Work item:
What lines below include the word "stripe"? Copy each one.

Data in this exercise:
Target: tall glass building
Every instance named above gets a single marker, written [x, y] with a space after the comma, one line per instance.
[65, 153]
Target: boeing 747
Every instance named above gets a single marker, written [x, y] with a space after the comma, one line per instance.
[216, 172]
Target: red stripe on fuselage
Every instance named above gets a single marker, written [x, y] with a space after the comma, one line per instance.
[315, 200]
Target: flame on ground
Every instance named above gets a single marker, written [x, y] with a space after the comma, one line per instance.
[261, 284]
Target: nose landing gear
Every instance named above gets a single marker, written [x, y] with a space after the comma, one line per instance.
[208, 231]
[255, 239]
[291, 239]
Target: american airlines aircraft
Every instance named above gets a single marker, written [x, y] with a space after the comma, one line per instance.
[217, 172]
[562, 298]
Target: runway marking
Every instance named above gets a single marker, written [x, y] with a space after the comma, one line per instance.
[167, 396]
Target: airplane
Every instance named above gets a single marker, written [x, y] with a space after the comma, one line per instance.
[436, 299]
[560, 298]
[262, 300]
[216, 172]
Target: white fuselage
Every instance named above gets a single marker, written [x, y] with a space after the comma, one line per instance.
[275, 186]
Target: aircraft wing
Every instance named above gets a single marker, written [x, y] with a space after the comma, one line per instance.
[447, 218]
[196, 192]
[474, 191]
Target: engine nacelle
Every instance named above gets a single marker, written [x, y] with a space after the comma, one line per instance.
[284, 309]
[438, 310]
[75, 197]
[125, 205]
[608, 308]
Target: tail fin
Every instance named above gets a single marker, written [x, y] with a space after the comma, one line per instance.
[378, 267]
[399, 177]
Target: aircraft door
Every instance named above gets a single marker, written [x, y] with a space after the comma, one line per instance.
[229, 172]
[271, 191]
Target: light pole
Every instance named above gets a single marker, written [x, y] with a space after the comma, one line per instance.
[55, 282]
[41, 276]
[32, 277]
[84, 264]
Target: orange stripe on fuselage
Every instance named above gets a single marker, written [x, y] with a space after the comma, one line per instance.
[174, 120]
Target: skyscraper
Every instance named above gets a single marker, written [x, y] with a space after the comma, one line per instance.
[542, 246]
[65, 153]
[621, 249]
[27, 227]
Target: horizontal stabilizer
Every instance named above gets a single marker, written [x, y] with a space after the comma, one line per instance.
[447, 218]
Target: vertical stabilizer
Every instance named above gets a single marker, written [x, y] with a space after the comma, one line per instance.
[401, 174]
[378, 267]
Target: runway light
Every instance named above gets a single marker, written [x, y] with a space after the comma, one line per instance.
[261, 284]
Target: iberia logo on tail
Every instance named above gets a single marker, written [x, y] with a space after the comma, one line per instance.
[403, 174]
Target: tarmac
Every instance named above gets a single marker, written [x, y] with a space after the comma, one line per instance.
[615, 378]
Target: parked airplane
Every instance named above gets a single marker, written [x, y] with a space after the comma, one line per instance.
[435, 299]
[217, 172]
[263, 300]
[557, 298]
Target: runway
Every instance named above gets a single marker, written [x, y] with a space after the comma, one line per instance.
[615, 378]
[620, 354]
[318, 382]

Answer to the exercise:
Target: red stripe on fuselage
Target: orange stripe on fuselage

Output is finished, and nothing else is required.